— START ARTICLE —

According to Lucy O'Brien, author of Madonna: Like an Icon, the album artwork was on-par with Andy Warhol's concept of pop art. She felt that the image was a mixture of innocence and idealism, while incorporating 1950s-style Technicolor and hand tinted color, characteristic of Warhol's silkscreen printed design, prevalent in the 1960s. Jeri Heiden, the album's cover designer, commented, "She was already highly aware of the value of her image and was in control of it." O'Brien felt that the artwork heralded the arrival of a new Madonna, while drawing on the enduring appeal of her celluloid icon Marilyn Monroe. "With this picture, Madonna made explicit the connection between Warhol and herself, the vivid nexus between pop art and commerce. The late 1980s marked a new era of the pop artist as a brand, and Madonna became the first one to exploit this."

Erica Wexler from Spin described Madonna on the cover as "like a cobra basking in the hot sun, Madonna on the cover of her new album stretches her profile lasciviously." Author J. Randy Taraborrelli commented in Madonna: An Intimate Biography, that the album cover indicated how True Blue was a vehicle of growth for Madonna. He felt that the "washed out color photograph" of her with head tilted back and eyes closed was "understated", especially when compared to the sexier poses she had been associated in the past. The album's inner sleeve did not feature any photographs, and instead was dedicated to album credits and the song lyrics, since Madonna wanted to be represented by her songs on True Blue, not her image. Billboard listed the cover at rank 37 on their article about the "50 Greatest Album Covers", describing it as a striking image of Madonna.

Promotion

Live performance 

Prior to the album's release, Madonna premiered "Love Makes the World Go Round" at the 1985 Live Aid concert. The rest of the album's tracks were included on the setlist of her 1987 Who's That Girl World Tour except "Jimmy Jimmy" which remains still the only song from the album Madonna did not perform on any live appearance. It was her second concert tour and promoted True Blue alongside the film project Who's That Girl. It was Madonna's first world tour, reaching Asia, North America and Europe. Musically and technically superior to her previous Virgin Tour, the Who's That Girl tour incorporated multimedia components to make the show more appealing.

Madonna trained herself physically with aerobics, jogging and weight-lifting, to cope with the choreography and the dance routines. For the costumes, she collaborated with designer Marlene Stewart, expanding on the idea of bringing her popular video characters to life onstage, reworking scenes from "True Blue", "Open Your Heart", "Papa Don't Preach" and "La Isla Bonita". The stage was huge, with four video screens, multimedia projectors and a flight of stairs in the middle. Leonard became the music director and encouraged Madonna to go with the idea of rearranging her older songs and presenting them in a new format. Madonna named the tour 'Who's That Girl', after looking up at a gigantic image of herself projected on a screen on the stage during rehearsals.

The show included song-and-dance routines and theatrics, seven costume changes, and an encore consisting of the title song "Who's That Girl" and "Holiday". The tour also addressed social causes like AIDS, during "Papa Don't Preach". Who's That Girl was critically appreciated, with reviewers commenting on the extravagant nature of the concert and complimenting Madonna for her dancing, costume changes and dynamic pacing. Who's That Girl was a commercial success, grossing a total of U.S. $25 million, with Madonna playing in front of 1.5 million people over the course of the tour. According to Pollstar, it was the second top female concert tour of 1987, behind Tina Turner's Break Every Rule Tour.

— END ARTICLE —

• TASK REQUIREMENTS:
a. Answer these from the True Blue text:
(i) Who designed the album's cover?
(ii) At what rank did Billboard place the cover in its "50 Greatest Album Covers" article?
(iii) What total did the Who's That Girl tour gross?
b. Retype the part of the True Blue text starting with "Madonna trained herself" and going on through "stage during rehearsals.".

— START STORED ROWS —

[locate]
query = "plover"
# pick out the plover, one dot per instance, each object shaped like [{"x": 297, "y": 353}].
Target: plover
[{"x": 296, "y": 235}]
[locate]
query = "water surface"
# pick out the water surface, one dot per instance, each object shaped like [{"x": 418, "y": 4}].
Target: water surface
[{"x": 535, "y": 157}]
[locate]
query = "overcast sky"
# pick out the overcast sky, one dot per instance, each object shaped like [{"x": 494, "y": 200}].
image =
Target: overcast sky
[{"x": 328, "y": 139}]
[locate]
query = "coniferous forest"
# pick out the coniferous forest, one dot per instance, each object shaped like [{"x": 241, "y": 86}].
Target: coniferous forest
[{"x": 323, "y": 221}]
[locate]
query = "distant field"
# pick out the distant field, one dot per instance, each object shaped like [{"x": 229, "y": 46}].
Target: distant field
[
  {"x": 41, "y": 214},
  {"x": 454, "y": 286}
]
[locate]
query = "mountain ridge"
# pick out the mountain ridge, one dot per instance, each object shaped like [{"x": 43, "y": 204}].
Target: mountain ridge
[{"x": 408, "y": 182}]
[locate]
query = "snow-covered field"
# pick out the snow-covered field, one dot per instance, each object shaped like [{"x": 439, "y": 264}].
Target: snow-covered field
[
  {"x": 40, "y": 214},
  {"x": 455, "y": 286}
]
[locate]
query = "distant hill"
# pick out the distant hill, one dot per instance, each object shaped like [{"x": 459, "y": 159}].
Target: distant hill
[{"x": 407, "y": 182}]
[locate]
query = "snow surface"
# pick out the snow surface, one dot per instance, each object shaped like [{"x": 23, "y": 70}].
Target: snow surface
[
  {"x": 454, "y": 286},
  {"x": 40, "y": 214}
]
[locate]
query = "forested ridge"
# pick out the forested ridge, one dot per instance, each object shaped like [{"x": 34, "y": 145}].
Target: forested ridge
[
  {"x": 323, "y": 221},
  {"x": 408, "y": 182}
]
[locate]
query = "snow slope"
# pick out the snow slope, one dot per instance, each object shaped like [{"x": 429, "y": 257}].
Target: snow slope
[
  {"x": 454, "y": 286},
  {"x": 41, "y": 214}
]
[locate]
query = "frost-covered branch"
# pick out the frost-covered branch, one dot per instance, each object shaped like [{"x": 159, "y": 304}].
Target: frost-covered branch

— END STORED ROWS —

• RESPONSES IN ORDER:
a.
(i) Jeri Heiden
(ii) 37
(iii) U.S. $25 million

b.
Madonna trained herself physically with aerobics, jogging and weight-lifting, to cope with the choreography and the dance routines. For the costumes, she collaborated with designer Marlene Stewart, expanding on the idea of bringing her popular video characters to life onstage, reworking scenes from "True Blue", "Open Your Heart", "Papa Don't Preach" and "La Isla Bonita". The stage was huge, with four video screens, multimedia projectors and a flight of stairs in the middle. Leonard became the music director and encouraged Madonna to go with the idea of rearranging her older songs and presenting them in a new format. Madonna named the tour 'Who's That Girl', after looking up at a gigantic image of herself projected on a screen on the stage during rehearsals.